==== Given text

Antoon Pardon wrote:

Op 2004-12-21, Nick Coghlan schreef <[EMAIL PROTECTED]>:


Antoon Pardon wrote:


Why then doesn't python think the same about sorted lists. When I have a
sorted list and do operations on it that depend on it being sorted,
I can mess things up just as easily by mutating an element in that
sorted list as I can mess things up by mutating a dictionary key.


Incorrect, and this appears to be the point where our major disagreement lies.

Mutate a value in a sorted list and you can fix that easily, just by calling its sort() method again (and, in fact, mutate and resort is a fairly common idiom for small datasets). 'sorted' and 'heapified' are list properties that are easily broken by direct manipulation, but are also easily restored by once again 'sorting' or 'heapifying'.



That is an implemantation detail. Likewise a dictionary is probably not
always in a sane state when a new key is inserted. The fact remains that
in a sorted list or a heap, mutating an element arbitrarily can mess up
things greatly.



These comparisons to sorted lists and heaps are a red herring. The analogous situation to those is dictionary *values*, not dictionary keys -- in essence, the "keys" of a list (whether sorted or not) are integers.


Change the hash value of an item used as a key in a dictionary, and *the internal state of the dictionary is likely to broken in a manner you probably cannot fix*. The only reason the 'probably' is there is because you should be able to 'fix it' by changing the hash value back to what it was originally.



I could argue that this is then a failing of dictionary that doesn't
provide a method to clean up after a key is mutated.

========
==== Raw records

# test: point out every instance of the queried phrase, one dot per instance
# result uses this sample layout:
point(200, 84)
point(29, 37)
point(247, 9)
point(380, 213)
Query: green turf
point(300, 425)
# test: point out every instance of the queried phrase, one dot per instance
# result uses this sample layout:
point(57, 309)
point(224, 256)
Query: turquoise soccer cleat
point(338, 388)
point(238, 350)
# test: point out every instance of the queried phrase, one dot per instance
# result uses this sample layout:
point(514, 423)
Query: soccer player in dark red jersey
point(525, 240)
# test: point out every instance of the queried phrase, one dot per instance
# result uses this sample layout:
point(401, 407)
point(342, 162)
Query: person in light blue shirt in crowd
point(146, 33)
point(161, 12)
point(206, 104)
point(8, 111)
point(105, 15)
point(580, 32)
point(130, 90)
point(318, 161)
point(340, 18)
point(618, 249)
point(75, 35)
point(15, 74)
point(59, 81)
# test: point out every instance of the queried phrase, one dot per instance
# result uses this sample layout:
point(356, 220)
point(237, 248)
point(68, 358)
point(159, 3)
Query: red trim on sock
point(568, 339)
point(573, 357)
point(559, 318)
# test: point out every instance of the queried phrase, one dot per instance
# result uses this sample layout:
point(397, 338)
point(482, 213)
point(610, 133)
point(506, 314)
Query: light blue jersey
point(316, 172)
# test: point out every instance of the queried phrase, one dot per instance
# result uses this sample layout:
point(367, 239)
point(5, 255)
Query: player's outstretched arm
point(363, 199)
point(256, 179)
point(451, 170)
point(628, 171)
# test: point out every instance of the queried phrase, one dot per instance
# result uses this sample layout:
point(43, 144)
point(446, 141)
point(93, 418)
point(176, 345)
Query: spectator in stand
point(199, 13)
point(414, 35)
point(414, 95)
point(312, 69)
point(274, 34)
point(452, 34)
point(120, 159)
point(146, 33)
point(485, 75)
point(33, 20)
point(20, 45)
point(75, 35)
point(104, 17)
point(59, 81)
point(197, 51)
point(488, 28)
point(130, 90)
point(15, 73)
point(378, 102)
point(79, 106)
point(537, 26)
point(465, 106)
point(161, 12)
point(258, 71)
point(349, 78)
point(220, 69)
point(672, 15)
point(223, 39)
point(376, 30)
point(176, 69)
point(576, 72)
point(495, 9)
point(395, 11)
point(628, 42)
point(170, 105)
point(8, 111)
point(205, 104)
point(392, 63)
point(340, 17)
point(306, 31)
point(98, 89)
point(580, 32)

========

▶ _The problem_:
Carry on the mailing-list exchange about Python dictionary keys, starting right after its last sentence. The items above come from a different source than the text.

▶ _The result_:
So show us a dictionary (i.e. hash table) implementation that can do this. You'll need to be able to derive the old hash from the new hash, of course, so that you can correctly associate the values already stored under that key. And you'll have to be able to do that without referring to the pre-modified object again, because dicts can't track every Python operation that might modify a key object. And it needs to deal properly with equivalent-but-different-ID list literals, because using literals (and not references stored elsewhere) is an important and common dict key usage.


If you can show me how you plan to accomplish this, I'll accept that you're right on this. Until then...

Waitasec - wouldn't it be easier if dictionaries just made it a rule that the hash value wasn't allowed to change? Hang on, that's exactly what they do.



No it is not.



Seems to me that the docs are pretty clear on that. It's true that dictionaries can't enforce that the hash value never change over the entire life of an object, because dicts can only take enforcement actions when the dict itself is referenced -- but that's *why* it's documented.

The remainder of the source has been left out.